Tra giugno e settembre 2024, sono state riportate 75 rilevazioni di virus dell’influenza aviaria altamente patogena (HPAI) A(H5) e A(H7) in Europa, che hanno coinvolto 11 Paesi. La maggior parte dei casi ha riguardato uccelli selvatici, soprattutto gabbiani nidificanti lungo le coste dell’Atlantico, del Mare del Nord e del Baltico. Nessuna nuova infezione nei mammiferi è stata segnalata in Europa, ma negli Stati Uniti i focolai negli allevamenti di bovini sono aumentati, con oltre 230 casi. Durante lo stesso periodo, sono stati riportati 19 casi nell’uomo di infezione in USA, Cambogia, Cina e Ghana, principalmente legati a esposizioni a pollame o ambienti contaminati. Non sono stati segnalati casi di trasmissione da uomo a uomo, e il rischio di infezione per la popolazione generale dell’UE/SEE rimane basso. Tuttavia, il rischio è considerato da basso a moderato per coloro che sono esposti professionalmente ad animali infetti o ambienti a rischio.
Introduzione
L’EFSA (European Food Safety Authority) ha presentato il 3 ottobre 2024 una relazione scientifica che fornisce una panoramica dei rilevamenti di virus dell’influenza aviaria ad alta patogenicità (HPAI) nel pollame, in cattività e nei volatili selvatici avvenuti all’interno e all’esterno dell’Europa tra il 15 giugno e il 23 settembre 2024, nonché dei rilevamenti di virus HPAI nei mammiferi fino al 23 settembre 2024 e dei casi nell’uomo dovuti all’infezione da influenza aviaria tra il 21 giugno e il 20 settembre 2024.
Rilevamenti del virus HPAI negli uccelli in Europa
La figura 1 mostra tutti i rilevamenti di virus HPAI nei volatili in Europa che sono stati segnalati tramite il sistema di informazione sulle malattie animali (ADIS) dell’Unione europea (UE) o il sistema mondiale di informazione sulla salute animale (WOAH-WAHIS) dell’Organizzazione mondiale per la salute animale (WOAH) nel corso di cinque anni epidemiologici, dal 1o ottobre 2019 al 20 settembre 2024.

Figura 1 – Distribuzione del numero di rilevamenti del virus HPAI in uccelli selvatici (numero cumulativo n = 11.232) (a) e domestici (n = 6.204) (b) segnalati in Europa nel corso di cinque anni epidemiologici per mese di sospetto, dal 1o ottobre 2019 al 20 settembre 2024 (totale n = 17.436)

■ DATI REGISTRATI ■
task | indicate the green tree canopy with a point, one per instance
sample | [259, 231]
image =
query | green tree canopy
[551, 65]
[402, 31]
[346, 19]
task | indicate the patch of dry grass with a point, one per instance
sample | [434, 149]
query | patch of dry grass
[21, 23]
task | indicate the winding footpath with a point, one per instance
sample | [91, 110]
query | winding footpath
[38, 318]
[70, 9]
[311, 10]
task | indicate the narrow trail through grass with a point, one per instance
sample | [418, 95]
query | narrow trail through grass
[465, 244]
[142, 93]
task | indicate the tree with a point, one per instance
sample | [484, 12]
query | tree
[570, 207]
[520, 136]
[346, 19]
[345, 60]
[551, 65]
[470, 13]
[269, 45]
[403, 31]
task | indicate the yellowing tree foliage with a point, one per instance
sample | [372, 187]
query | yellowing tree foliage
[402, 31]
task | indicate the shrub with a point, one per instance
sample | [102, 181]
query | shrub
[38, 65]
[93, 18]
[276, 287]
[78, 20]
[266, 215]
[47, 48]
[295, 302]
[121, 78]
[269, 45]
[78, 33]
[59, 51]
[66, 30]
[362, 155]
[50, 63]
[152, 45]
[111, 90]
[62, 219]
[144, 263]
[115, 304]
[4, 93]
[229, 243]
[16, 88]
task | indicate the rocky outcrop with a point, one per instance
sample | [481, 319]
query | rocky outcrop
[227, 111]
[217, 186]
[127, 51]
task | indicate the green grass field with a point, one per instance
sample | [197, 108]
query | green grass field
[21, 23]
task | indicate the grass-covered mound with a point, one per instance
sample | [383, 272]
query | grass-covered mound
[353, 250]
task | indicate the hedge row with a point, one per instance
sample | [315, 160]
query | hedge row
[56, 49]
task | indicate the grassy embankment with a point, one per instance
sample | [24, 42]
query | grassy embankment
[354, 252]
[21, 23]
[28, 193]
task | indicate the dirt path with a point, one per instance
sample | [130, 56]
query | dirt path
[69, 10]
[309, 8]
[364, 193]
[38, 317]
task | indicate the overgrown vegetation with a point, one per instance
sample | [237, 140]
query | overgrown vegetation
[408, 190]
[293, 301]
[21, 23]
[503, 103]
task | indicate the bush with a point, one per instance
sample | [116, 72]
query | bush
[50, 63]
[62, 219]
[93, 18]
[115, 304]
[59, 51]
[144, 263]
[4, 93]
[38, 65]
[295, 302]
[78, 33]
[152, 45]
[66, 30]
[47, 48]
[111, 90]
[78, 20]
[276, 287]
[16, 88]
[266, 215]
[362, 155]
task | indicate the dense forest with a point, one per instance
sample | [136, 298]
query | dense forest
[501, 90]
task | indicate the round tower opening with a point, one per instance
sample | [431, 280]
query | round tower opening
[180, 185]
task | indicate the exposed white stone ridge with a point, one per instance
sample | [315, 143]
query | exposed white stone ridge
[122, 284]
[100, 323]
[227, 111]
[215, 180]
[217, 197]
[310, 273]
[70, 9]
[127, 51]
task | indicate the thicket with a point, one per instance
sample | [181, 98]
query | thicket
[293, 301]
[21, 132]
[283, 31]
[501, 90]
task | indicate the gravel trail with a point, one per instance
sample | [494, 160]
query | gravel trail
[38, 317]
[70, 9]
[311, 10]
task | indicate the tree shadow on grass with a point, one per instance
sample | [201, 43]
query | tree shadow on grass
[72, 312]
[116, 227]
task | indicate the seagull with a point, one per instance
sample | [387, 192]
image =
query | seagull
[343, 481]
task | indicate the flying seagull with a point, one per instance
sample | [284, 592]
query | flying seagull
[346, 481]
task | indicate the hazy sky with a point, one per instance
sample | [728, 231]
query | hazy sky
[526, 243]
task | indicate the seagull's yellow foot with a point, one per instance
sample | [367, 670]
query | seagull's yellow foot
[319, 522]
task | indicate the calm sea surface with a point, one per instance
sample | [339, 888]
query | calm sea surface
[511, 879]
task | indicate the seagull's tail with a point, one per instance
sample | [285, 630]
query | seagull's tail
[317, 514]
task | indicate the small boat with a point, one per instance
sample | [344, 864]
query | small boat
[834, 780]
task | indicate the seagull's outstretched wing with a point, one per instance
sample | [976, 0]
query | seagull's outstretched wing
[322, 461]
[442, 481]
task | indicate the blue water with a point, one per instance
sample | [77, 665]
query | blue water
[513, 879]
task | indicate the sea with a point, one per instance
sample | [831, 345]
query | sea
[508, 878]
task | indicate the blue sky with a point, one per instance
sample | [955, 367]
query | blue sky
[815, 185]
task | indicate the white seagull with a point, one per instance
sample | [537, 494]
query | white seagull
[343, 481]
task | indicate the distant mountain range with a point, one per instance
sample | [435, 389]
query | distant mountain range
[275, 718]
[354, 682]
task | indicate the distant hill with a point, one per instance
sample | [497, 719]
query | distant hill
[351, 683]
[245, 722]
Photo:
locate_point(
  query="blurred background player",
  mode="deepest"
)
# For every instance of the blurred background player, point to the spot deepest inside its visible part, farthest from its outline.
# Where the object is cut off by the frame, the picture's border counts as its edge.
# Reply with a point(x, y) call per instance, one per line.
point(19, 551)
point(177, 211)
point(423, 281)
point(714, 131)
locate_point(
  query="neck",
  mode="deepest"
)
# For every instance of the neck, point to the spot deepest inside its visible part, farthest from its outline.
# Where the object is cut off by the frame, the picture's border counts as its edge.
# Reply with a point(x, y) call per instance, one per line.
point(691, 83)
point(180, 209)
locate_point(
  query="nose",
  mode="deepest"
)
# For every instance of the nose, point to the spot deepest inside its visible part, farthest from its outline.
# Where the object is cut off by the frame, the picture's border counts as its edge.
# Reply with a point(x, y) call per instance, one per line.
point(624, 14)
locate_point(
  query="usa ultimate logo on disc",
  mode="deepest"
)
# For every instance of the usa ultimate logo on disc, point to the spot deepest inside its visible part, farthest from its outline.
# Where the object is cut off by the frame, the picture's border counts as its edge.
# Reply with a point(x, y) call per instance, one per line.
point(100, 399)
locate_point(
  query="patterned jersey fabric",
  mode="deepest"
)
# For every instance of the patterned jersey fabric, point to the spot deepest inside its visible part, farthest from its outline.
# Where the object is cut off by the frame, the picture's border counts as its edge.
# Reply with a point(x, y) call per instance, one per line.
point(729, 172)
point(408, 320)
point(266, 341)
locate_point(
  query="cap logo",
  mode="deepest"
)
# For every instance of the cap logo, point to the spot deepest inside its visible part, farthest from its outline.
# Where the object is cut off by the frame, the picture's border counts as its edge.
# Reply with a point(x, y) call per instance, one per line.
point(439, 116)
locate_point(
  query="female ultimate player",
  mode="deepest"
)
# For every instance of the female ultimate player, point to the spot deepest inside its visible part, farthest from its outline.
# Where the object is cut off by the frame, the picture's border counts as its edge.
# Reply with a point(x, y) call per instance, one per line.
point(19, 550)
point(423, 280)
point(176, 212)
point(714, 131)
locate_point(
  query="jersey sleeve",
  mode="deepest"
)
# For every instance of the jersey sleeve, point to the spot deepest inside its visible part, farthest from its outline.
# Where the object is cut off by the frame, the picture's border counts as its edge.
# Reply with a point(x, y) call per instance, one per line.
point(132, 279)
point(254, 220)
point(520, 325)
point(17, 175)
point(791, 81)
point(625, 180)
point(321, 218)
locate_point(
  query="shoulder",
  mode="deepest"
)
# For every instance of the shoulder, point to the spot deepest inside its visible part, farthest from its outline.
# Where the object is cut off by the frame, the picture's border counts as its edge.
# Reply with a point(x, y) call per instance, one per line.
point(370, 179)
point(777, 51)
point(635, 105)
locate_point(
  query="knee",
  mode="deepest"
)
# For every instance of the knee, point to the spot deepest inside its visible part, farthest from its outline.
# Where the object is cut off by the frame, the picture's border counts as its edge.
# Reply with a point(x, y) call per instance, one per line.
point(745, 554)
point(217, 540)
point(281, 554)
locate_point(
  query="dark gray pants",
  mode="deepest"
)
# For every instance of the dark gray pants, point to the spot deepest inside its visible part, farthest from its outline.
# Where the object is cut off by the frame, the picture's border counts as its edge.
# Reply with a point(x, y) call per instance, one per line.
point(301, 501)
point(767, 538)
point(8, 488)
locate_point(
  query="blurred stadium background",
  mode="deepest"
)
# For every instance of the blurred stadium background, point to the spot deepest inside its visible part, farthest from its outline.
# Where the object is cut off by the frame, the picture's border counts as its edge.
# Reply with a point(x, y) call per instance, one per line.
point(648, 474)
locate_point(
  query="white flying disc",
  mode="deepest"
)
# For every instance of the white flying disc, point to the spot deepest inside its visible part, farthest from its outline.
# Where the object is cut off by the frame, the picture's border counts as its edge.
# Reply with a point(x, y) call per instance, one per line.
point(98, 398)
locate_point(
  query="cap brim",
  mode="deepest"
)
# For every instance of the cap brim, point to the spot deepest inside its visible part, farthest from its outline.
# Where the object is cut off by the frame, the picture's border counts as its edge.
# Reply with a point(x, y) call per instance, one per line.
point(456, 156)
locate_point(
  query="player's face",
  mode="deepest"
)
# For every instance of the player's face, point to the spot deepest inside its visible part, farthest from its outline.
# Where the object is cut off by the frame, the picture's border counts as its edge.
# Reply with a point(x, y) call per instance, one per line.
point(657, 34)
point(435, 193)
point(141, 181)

■ COMPITI DA SVOLGERE ■
1. Secondo l'estratto, in quale data l'EFSA ha presentato la relazione scientifica?
2. Trascriva dall'estratto il passo compreso tra "Rilevamenti del virus HPAI negli" e "al 20 settembre 2024.", estremi inclusi.

■ RISULTATI DELL'ESERCIZIO ■
1. Il 3 ottobre 2024.

2.
Rilevamenti del virus HPAI negli uccelli in Europa
La figura 1 mostra tutti i rilevamenti di virus HPAI nei volatili in Europa che sono stati segnalati tramite il sistema di informazione sulle malattie animali (ADIS) dell’Unione europea (UE) o il sistema mondiale di informazione sulla salute animale (WOAH-WAHIS) dell’Organizzazione mondiale per la salute animale (WOAH) nel corso di cinque anni epidemiologici, dal 1o ottobre 2019 al 20 settembre 2024.